_What to do_.
A - According to the VPC Reachability Analyzer passage, does the tool actually send data over the forwarding plane?
B - Rewrite the part of the VPC Reachability Analyzer passage that opens with the words containing "The VPC Reachability Analyzer is" and closes with "in code only.", and replace "logical model" with "virtual model".

The VPC Reachability Analyzer is used to validate your network connectivity, troubleshoot, identify network configuration issues, and automate validations for connectivity after configuration changes or new deployments. The VPC Reachability Analyzer checks the network path taken by a packet from the source to destination. The tool creates a logical model of the configuration and then checks for connectivity. It is important to note that it does not actually send data over the forwarding plane; the reachability is analyzed in code only.
The VPC Reachability Analyzer traces the network connectivity from the source to destination and is very useful in reachability analysis, configuration validations, and troubleshooting. The service is used inside your VPC to perform connectivity testing and integrates with many AWS services and endpoints to give you a complete picture of the network path and metrics. The VPC Reachability Analyzer provides a hop-by-hop analysis of the path a packet traverses given the source, destination port, and protocol information you define when you set up a trace test. If the test fails, the analyzer will identify where the data is being blocked to assist in troubleshooting. For example, paths can be blocked by network configuration errors, a misconfigured security group, a network ACL deny rule, or a missing route in a route table, to give a few examples.

_Given data_.
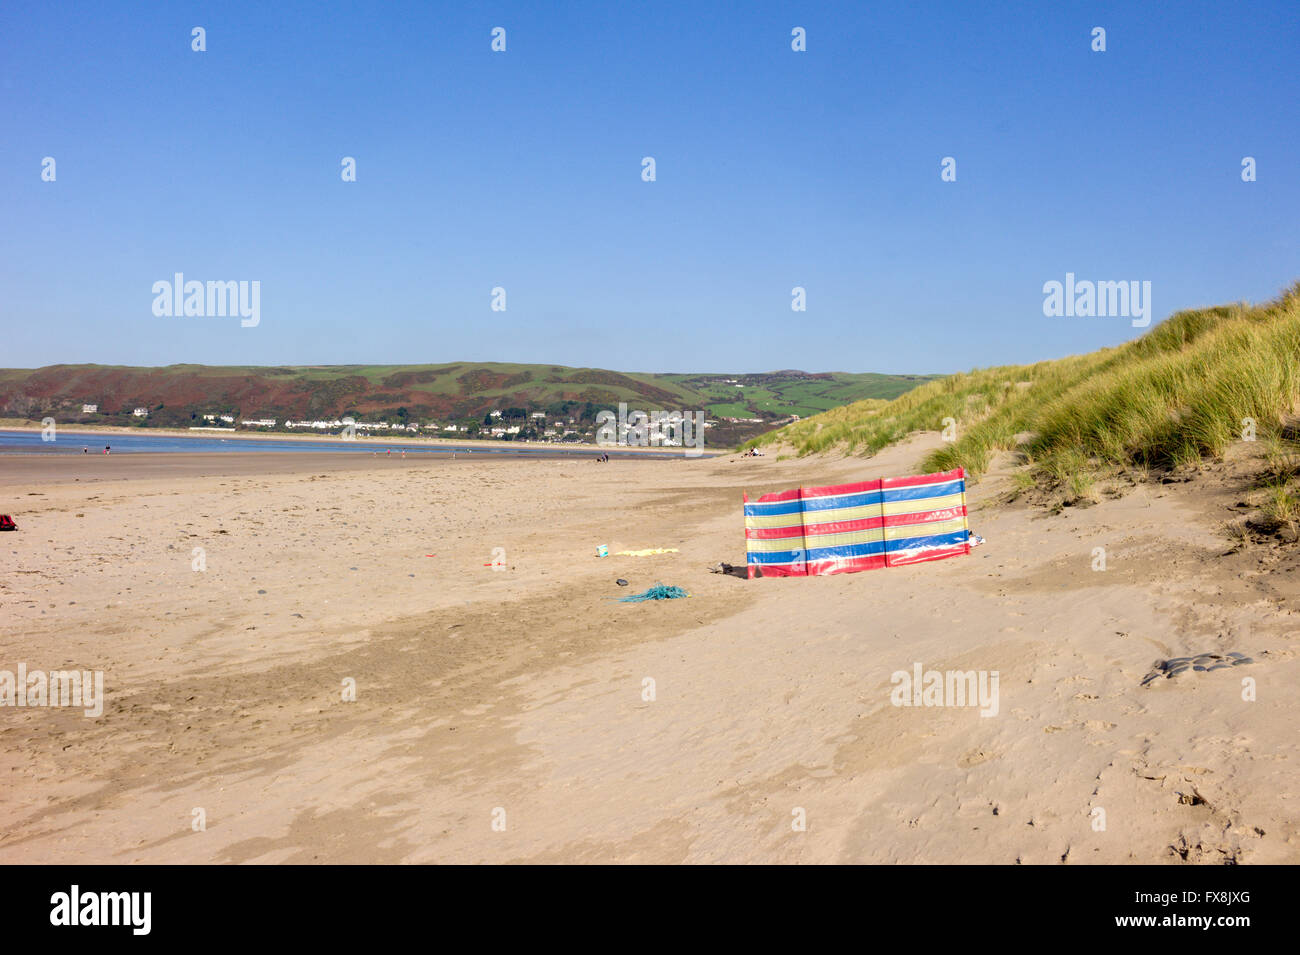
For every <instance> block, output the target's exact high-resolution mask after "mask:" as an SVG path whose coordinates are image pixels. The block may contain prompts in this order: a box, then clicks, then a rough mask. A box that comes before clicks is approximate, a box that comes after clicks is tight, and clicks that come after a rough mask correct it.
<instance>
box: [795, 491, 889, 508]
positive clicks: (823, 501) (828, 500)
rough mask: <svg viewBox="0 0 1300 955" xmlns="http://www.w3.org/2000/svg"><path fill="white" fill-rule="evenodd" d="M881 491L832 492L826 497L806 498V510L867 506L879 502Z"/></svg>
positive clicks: (846, 507) (805, 501) (804, 501)
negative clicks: (850, 492) (851, 493)
mask: <svg viewBox="0 0 1300 955" xmlns="http://www.w3.org/2000/svg"><path fill="white" fill-rule="evenodd" d="M879 503H880V491H863V492H861V494H832V495H829V496H826V498H805V499H803V509H805V511H839V509H840V508H850V507H866V505H867V504H879Z"/></svg>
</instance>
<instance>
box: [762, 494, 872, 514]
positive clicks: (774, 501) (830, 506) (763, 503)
mask: <svg viewBox="0 0 1300 955" xmlns="http://www.w3.org/2000/svg"><path fill="white" fill-rule="evenodd" d="M879 503H880V491H865V492H862V494H832V495H829V496H827V498H803V499H801V500H774V502H771V503H761V502H759V503H754V504H746V505H745V516H746V517H772V516H775V515H797V513H801V512H805V511H839V509H840V508H850V507H866V505H867V504H879Z"/></svg>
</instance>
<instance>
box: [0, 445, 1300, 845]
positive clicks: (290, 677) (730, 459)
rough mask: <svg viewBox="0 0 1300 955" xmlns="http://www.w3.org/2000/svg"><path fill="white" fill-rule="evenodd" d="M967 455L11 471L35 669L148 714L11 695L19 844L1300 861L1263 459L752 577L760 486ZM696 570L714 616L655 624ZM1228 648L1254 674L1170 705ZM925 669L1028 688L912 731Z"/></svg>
mask: <svg viewBox="0 0 1300 955" xmlns="http://www.w3.org/2000/svg"><path fill="white" fill-rule="evenodd" d="M935 440H936V439H935V438H932V437H930V438H920V439H915V440H913V442H909V443H906V444H904V446H896V447H892V448H888V450H887V451H884V452H883V453H880V455H878V456H876V457H872V459H870V460H862V459H822V460H811V459H809V460H801V461H794V460H789V461H777V460H775V457H774V456H767V457H762V459H735V457H720V459H712V460H694V461H688V460H666V461H616V463H612V464H608V465H595V464H593V463H590V461H585V460H584V461H473V463H446V461H428V460H419V459H407V460H383V459H378V460H376V459H368V460H347V461H343V460H339V457H338V456H328V457H329V460H322V459H324V457H326V456H316V455H309V456H308V455H239V456H230V455H224V456H221V460H220V461H213V460H205V461H196V460H192V459H188V460H187V456H175V455H173V456H168V461H166V463H165V466H161V468H160V466H159V464H157V461H156V460H153V461H151V460H144V456H140V457H139V459H133V457H129V456H122V457H110V459H98V460H95V461H94V463H91V461H82V460H79V459H77V457H75V456H74V457H72V459H70V460H66V461H60V460H44V459H42V460H39V461H35V463H26V464H22V465H21V468H19V466H18V465H14V464H13V463H12V461H10V460H3V461H0V512H8V513H13V515H14V517H16V520H17V521H18V524H19V526H21V530H19V531H18V533H16V534H4V535H0V565H3V568H4V573H3V574H0V603H3V608H4V609H3V612H4V615H5V625H4V628H3V637H0V670H3V669H9V670H14V669H16V668H17V665H18V663H25V664H26V667H27V668H29V669H59V668H72V667H75V668H81V669H101V670H104V680H105V690H107V703H105V708H104V713H103V716H100V717H99V719H87V717H85V716H83V715H82V713H81V711H79V709H70V708H34V707H29V708H4V709H0V728H3V729H0V733H3V743H4V745H3V747H0V759H3V765H0V772H3V774H4V776H3V778H4V780H5V783H6V785H5V786H4V789H3V791H0V832H3V835H0V861H5V863H22V861H60V863H74V861H96V863H133V861H142V863H190V861H192V863H213V861H214V863H276V861H321V863H325V861H334V863H338V861H409V863H433V861H653V863H676V861H780V863H796V861H803V863H807V861H826V863H832V861H853V863H858V861H868V863H892V861H906V863H914V861H923V863H945V861H958V863H985V861H988V863H1017V861H1021V863H1034V864H1039V863H1041V864H1058V863H1062V861H1065V863H1069V864H1076V863H1126V861H1135V863H1174V864H1182V863H1223V861H1240V863H1282V861H1297V860H1300V843H1297V839H1296V820H1297V817H1300V806H1297V798H1300V789H1297V776H1296V761H1295V756H1296V733H1295V726H1296V722H1297V716H1300V702H1297V700H1296V698H1295V694H1294V693H1292V687H1295V686H1296V685H1297V676H1300V673H1297V669H1300V665H1297V661H1296V652H1295V642H1294V633H1295V629H1296V616H1295V607H1294V602H1295V596H1296V592H1297V586H1296V582H1297V579H1300V578H1297V570H1296V567H1297V565H1300V563H1297V560H1296V557H1295V555H1294V554H1288V552H1287V551H1274V550H1269V548H1261V547H1255V548H1244V550H1239V551H1236V552H1234V554H1226V551H1229V550H1230V546H1229V543H1227V541H1226V539H1225V537H1223V534H1222V530H1221V526H1219V525H1221V521H1222V520H1223V518H1225V513H1226V508H1227V505H1229V504H1230V503H1231V502H1232V500H1234V494H1235V492H1236V489H1235V487H1234V485H1232V481H1231V473H1230V470H1225V472H1223V473H1222V474H1217V473H1214V472H1210V473H1206V474H1204V476H1203V477H1200V478H1199V479H1197V481H1193V482H1191V483H1178V485H1167V486H1158V485H1157V486H1141V487H1136V489H1132V490H1130V491H1128V492H1127V494H1125V495H1122V496H1118V498H1114V499H1106V500H1104V502H1102V503H1100V504H1097V505H1096V507H1091V508H1087V509H1082V511H1074V509H1067V511H1066V512H1063V513H1061V515H1049V513H1048V512H1045V511H1043V509H1036V508H1031V507H1028V505H1026V504H1023V503H1010V504H1008V503H1002V500H1001V496H1002V492H1004V491H1005V486H1004V481H1002V478H1001V477H1000V476H998V474H997V473H993V474H992V476H989V477H988V478H987V479H985V481H983V482H982V483H980V485H978V486H975V487H974V490H972V492H971V495H970V500H971V505H972V516H971V526H972V528H974V529H975V530H976V531H978V533H979V534H982V535H984V537H985V539H987V544H984V546H983V547H979V548H976V550H975V551H974V552H972V554H971V555H970V556H969V557H959V559H953V560H946V561H937V563H932V564H922V565H917V567H907V568H894V569H889V570H878V572H867V573H861V574H852V576H842V577H827V578H807V579H758V581H748V579H741V578H737V577H732V576H723V574H711V573H708V572H707V569H706V568H707V565H710V564H712V563H716V561H720V560H724V561H729V563H732V564H742V563H744V531H742V522H741V515H740V499H741V491H742V490H748V491H750V492H751V494H754V492H762V491H767V490H777V489H781V487H790V486H794V485H797V483H805V485H813V483H835V482H839V481H846V479H862V478H868V477H876V476H894V474H905V473H911V472H913V470H914V469H915V465H917V461H918V460H919V459H920V456H922V453H923V452H924V451H926V450H927V448H928V447H932V446H933V442H935ZM149 457H156V456H149ZM233 459H234V460H233ZM34 460H35V459H34ZM1226 466H1227V465H1225V468H1226ZM66 468H81V469H86V468H90V469H91V470H78V472H77V473H72V472H70V470H61V469H66ZM601 543H604V544H608V546H610V550H611V551H617V550H629V548H649V547H676V548H679V550H680V552H677V554H664V555H656V556H650V557H617V556H611V557H606V559H597V557H595V556H594V548H595V546H597V544H601ZM1095 547H1104V548H1105V551H1106V569H1105V570H1102V572H1099V570H1093V561H1095V556H1093V548H1095ZM195 548H201V555H203V563H204V569H201V570H195V569H192V567H194V561H195ZM495 548H503V555H502V551H497V550H495ZM430 555H432V556H430ZM500 556H503V557H504V567H506V569H503V570H495V569H493V568H491V567H485V564H491V563H493V561H494V560H497V559H498V557H500ZM620 577H621V578H627V579H628V581H629V582H630V587H629V589H621V587H619V586H616V585H615V579H616V578H620ZM659 581H662V582H664V583H676V585H681V586H684V587H685V589H686V590H689V591H690V594H692V596H690V598H689V599H685V600H672V602H662V603H646V604H621V603H617V602H616V600H614V598H617V596H621V595H625V594H627V592H629V590H642V589H645V587H646V586H650V585H651V583H655V582H659ZM1203 652H1216V654H1219V655H1226V654H1229V652H1239V654H1243V655H1245V656H1248V657H1251V660H1252V663H1249V664H1245V665H1239V667H1226V668H1221V669H1201V670H1196V669H1188V670H1187V672H1182V673H1179V676H1177V677H1169V678H1166V677H1164V676H1162V677H1161V678H1158V680H1156V681H1153V682H1151V683H1149V685H1147V686H1143V680H1144V677H1147V674H1148V673H1149V672H1151V669H1152V667H1153V663H1154V661H1157V660H1169V659H1177V657H1180V656H1195V655H1197V654H1203ZM914 664H922V667H923V668H926V669H937V670H985V672H992V670H996V672H997V673H998V681H1000V683H998V686H1000V694H998V712H997V715H996V716H987V717H985V716H980V713H979V711H978V709H975V708H971V707H897V706H893V704H892V702H891V691H892V690H893V685H892V683H891V674H893V673H894V672H898V670H911V669H913V667H914ZM646 678H650V680H653V681H654V699H653V700H649V699H646V698H645V686H646V683H645V682H643V681H645V680H646ZM1244 678H1251V680H1253V682H1255V693H1256V699H1255V700H1253V702H1248V700H1245V699H1243V680H1244ZM346 680H355V685H356V700H355V702H343V699H342V686H343V682H344V681H346ZM196 808H201V809H203V812H204V815H205V829H203V830H201V832H195V830H194V828H192V820H194V817H195V815H194V811H195V809H196ZM1099 809H1100V812H1097V811H1099ZM801 817H802V819H803V820H806V828H805V829H803V830H796V828H794V826H793V825H792V822H797V821H798V820H800V819H801ZM1099 820H1104V824H1105V825H1104V828H1100V826H1099ZM494 821H497V824H498V825H497V828H494ZM502 821H503V822H504V826H503V828H502V825H500V824H502Z"/></svg>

_Answers per task_.
A - No, the reachability is analyzed in code only.

B -
The VPC Reachability Analyzer is used to validate your network connectivity, troubleshoot, identify network configuration issues, and automate validations for connectivity after configuration changes or new deployments. The VPC Reachability Analyzer checks the network path taken by a packet from the source to destination. The tool creates a virtual model of the configuration and then checks for connectivity. It is important to note that it does not actually send data over the forwarding plane; the reachability is analyzed in code only.